The pictures are to be dropped, and the records below are to be restated word for word.

Region pointing data:
▬▬▬▬▬▬▬▬▬▬
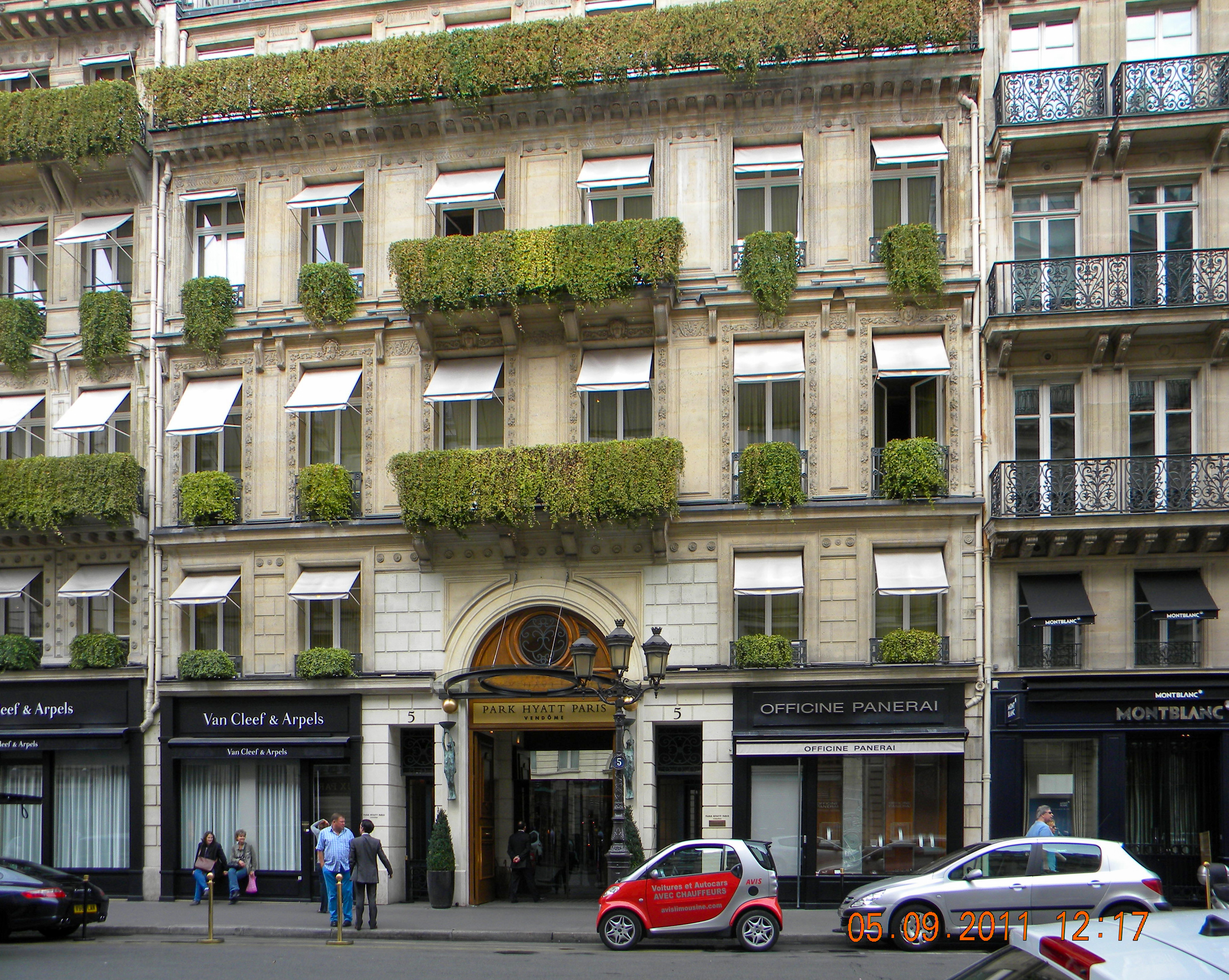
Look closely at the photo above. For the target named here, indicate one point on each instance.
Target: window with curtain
(91, 810)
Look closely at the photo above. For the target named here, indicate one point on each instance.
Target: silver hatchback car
(980, 891)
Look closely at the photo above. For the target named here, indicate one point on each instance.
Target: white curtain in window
(277, 817)
(21, 824)
(208, 801)
(91, 810)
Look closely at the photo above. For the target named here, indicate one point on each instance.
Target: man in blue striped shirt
(333, 855)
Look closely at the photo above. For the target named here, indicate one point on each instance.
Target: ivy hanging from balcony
(738, 37)
(23, 325)
(592, 265)
(587, 483)
(911, 257)
(73, 123)
(208, 311)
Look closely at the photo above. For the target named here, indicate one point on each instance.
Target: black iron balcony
(1135, 280)
(799, 256)
(943, 657)
(1167, 85)
(1051, 95)
(1110, 485)
(1168, 652)
(1050, 656)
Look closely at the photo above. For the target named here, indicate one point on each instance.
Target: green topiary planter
(99, 651)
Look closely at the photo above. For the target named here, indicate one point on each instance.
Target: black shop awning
(1178, 595)
(1056, 600)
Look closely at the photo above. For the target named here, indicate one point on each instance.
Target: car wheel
(620, 930)
(758, 931)
(916, 927)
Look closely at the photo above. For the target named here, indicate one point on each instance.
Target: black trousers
(366, 894)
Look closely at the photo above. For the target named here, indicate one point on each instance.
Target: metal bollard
(211, 939)
(337, 905)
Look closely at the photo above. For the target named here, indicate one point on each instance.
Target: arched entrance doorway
(540, 758)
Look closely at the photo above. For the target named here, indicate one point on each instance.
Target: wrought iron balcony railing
(734, 476)
(942, 659)
(799, 256)
(1168, 652)
(1166, 85)
(1050, 656)
(1135, 280)
(1051, 95)
(877, 471)
(1110, 485)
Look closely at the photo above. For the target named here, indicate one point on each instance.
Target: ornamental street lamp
(620, 693)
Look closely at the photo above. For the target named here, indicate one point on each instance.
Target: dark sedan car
(35, 897)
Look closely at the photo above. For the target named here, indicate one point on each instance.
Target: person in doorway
(208, 850)
(364, 872)
(333, 855)
(1044, 826)
(242, 864)
(519, 851)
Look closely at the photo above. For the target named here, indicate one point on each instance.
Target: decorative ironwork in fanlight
(679, 750)
(544, 640)
(1051, 95)
(1125, 282)
(1124, 485)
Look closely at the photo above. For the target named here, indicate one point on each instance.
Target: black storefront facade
(852, 784)
(267, 764)
(1139, 759)
(72, 777)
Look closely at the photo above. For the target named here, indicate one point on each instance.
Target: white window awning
(620, 171)
(203, 590)
(91, 230)
(17, 407)
(767, 575)
(916, 573)
(768, 360)
(910, 354)
(203, 407)
(91, 410)
(221, 193)
(335, 584)
(325, 391)
(324, 196)
(615, 370)
(910, 150)
(91, 581)
(14, 581)
(464, 380)
(755, 159)
(13, 234)
(465, 187)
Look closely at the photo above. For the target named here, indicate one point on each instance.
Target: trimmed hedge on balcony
(738, 37)
(72, 123)
(589, 263)
(47, 492)
(584, 483)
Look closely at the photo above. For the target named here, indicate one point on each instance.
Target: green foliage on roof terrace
(738, 37)
(73, 123)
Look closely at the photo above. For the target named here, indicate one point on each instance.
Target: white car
(1188, 945)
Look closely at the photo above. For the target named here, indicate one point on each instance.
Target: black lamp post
(621, 693)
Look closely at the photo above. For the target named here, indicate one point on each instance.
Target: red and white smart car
(696, 888)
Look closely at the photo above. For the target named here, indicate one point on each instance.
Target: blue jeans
(347, 894)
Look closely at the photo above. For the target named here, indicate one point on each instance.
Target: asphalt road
(154, 958)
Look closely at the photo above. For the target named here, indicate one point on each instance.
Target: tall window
(111, 261)
(25, 268)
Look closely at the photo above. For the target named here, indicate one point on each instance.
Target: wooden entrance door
(482, 818)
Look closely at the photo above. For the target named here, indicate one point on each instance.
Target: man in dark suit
(366, 875)
(519, 854)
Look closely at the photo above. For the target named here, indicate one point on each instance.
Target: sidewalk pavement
(498, 921)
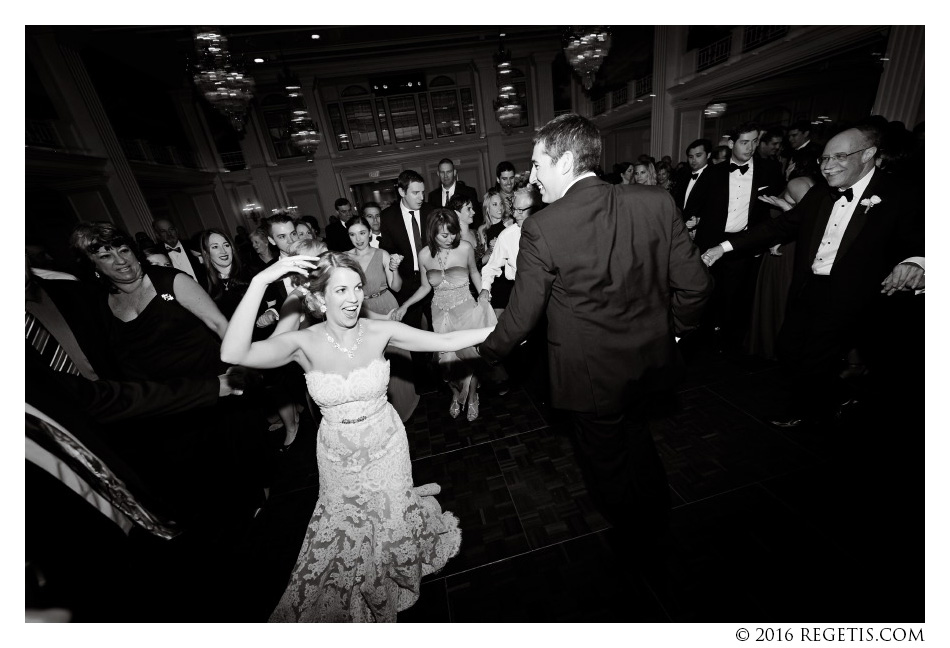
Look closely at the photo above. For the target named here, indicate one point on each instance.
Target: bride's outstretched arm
(236, 347)
(413, 339)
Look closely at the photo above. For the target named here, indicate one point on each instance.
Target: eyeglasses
(839, 157)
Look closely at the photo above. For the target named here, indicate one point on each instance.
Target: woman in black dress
(162, 325)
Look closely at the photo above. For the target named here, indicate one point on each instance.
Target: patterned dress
(373, 535)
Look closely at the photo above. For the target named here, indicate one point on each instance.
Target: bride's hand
(301, 264)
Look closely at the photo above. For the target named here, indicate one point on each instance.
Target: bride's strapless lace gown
(373, 535)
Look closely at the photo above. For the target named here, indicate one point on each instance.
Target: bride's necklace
(349, 352)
▬▬▬▬▬▬▬▬▬▬
## TASK ANSWER
Look closely at the photo above. For the target named here, indicate one point on each instance.
Target: window with curtain
(91, 810)
Look closely at the photo above. For the target named here, indicate one point on each instance.
Target: silver hatchback car
(980, 891)
Look closely at the photo above. For the target named here, indicate one point on each instance.
Target: white curtain in window
(277, 817)
(21, 824)
(208, 801)
(91, 810)
Look closely at the photo above. For the target named here, indicate one point on each instance.
Target: man in blue striped shirt
(333, 855)
Look closely at the photo above. For the target named here, indicate one point on each instance.
Target: ivy hanging from balcony
(738, 37)
(23, 325)
(592, 265)
(587, 483)
(911, 257)
(73, 123)
(208, 311)
Look closely at the photo above. For the target named here, indicate one point on each instance.
Target: black iron balcony
(1135, 280)
(799, 256)
(943, 657)
(1167, 85)
(1051, 95)
(1110, 485)
(1168, 652)
(1050, 656)
Look closely at the photo above. For the target named here, indicate one point on each instance.
Target: green topiary planter
(99, 651)
Look closely at the photo above. For the target named here, indicate one point on each instance.
Target: black shop awning
(1178, 595)
(1056, 600)
Look closely at the photo above. For the target named here, indicate one point on each instance.
Target: car wheel
(620, 930)
(758, 931)
(916, 927)
Look closely at the photo above. For the target named here, indicate one point on each instance.
Target: black trousers
(366, 894)
Look closely at the photo above. For the target named here, indicate one point on each instance.
Target: metal bollard
(211, 939)
(337, 905)
Look closely at the photo above. For the target named here, indicate one point on each instance.
Target: arched entrance doorway
(540, 758)
Look closely at the photo above. For the target named here, indicate one point on each instance.
Target: wrought iron balcony railing
(734, 476)
(942, 659)
(799, 256)
(1168, 652)
(1166, 85)
(1050, 656)
(1135, 280)
(1051, 95)
(877, 471)
(1110, 485)
Look closely at the photo above. For the target named here, indicate one point on each instance.
Target: ornamental street lamp
(620, 693)
Look closely at the photo above. For the target named here, indicate one point on each instance.
Target: dark sedan car
(35, 897)
Look closely at the photo above. For the target named here, indicate one point on each instance.
Target: person in doorway
(208, 850)
(364, 872)
(333, 855)
(1044, 826)
(242, 864)
(519, 851)
Look closely at the photo above. For the target named here, indicate one point on each instance.
Target: decorative ironwork in fanlight
(679, 750)
(544, 640)
(1051, 95)
(1125, 282)
(1124, 485)
Look closely at the photo above. For the target named here, indicate one point on each instance.
Target: black storefront facade
(852, 784)
(267, 764)
(1139, 759)
(72, 777)
Look closely at the photo above. For the target named here, indicate one point on each instance.
Target: white window awning
(620, 171)
(203, 590)
(91, 230)
(17, 407)
(767, 575)
(916, 573)
(768, 360)
(910, 354)
(203, 407)
(91, 410)
(221, 193)
(335, 584)
(325, 391)
(324, 196)
(615, 370)
(910, 150)
(91, 581)
(14, 581)
(464, 380)
(755, 159)
(13, 234)
(465, 187)
Look closely at the photo above. For the target named here, indicate one point on each instance.
Target: trimmed hedge on balcony
(738, 37)
(72, 123)
(589, 263)
(47, 492)
(584, 483)
Look closely at the photo above. For the target named here, indicate one point on each instance.
Target: green foliage on roof terrace
(738, 37)
(73, 123)
Look closely at the photo above. For the target named here, indicate one point on each instance.
Target: white car
(1188, 945)
Look closely at the photo above. For the target named here, indicate one point on each instance.
Target: black lamp post
(621, 693)
Look closely at the photo above. For the target named here, indicate one point on each instance.
Target: red and white smart car
(696, 888)
Look closely at the photo above. For the target named here, indicate one point on each instance.
Target: blue jeans
(347, 894)
Look closely at the photo above. For the target named here, indicate one point on each instance.
Target: asphalt road
(154, 958)
Look closely at the photo above. For the target named here, indicate one point on each instance.
Target: tall window
(111, 261)
(25, 268)
Look closely at the photo above. For the target named here, indicate one point on each instance.
Target: wooden entrance door
(482, 818)
Look closely at the photo above. For the target named here, indicate one point on each instance.
Target: man in dark suit
(366, 875)
(519, 854)
Look closely at the photo above. For the target named here, indicate one point on each instance.
Target: sidewalk pavement
(498, 921)
Look closely at the photo above. For the target named here, indicate one point on each instance.
Target: bride's outstretched arm
(236, 347)
(413, 339)
Look closely at the photo above. For the target named here, indicate one point on each instance.
Target: eyeglasses
(839, 157)
Look closely at the photo above. For the target named here, indicate one point on each instance.
Target: woman in black dress
(162, 325)
Look closely at the photo above. For the target named here, indicate one point on each instance.
Target: patterned dress
(373, 535)
Look closely at the photo above. For the target named here, indicate one point on each instance.
Target: bride's hand
(301, 264)
Look closely at the photo above. For the target named here, indicate one point on each instance.
Target: bride's strapless lace gown
(373, 535)
Look closely at the photo above. For the target named here, indicate one point on each instance.
Target: bride's necklace
(349, 352)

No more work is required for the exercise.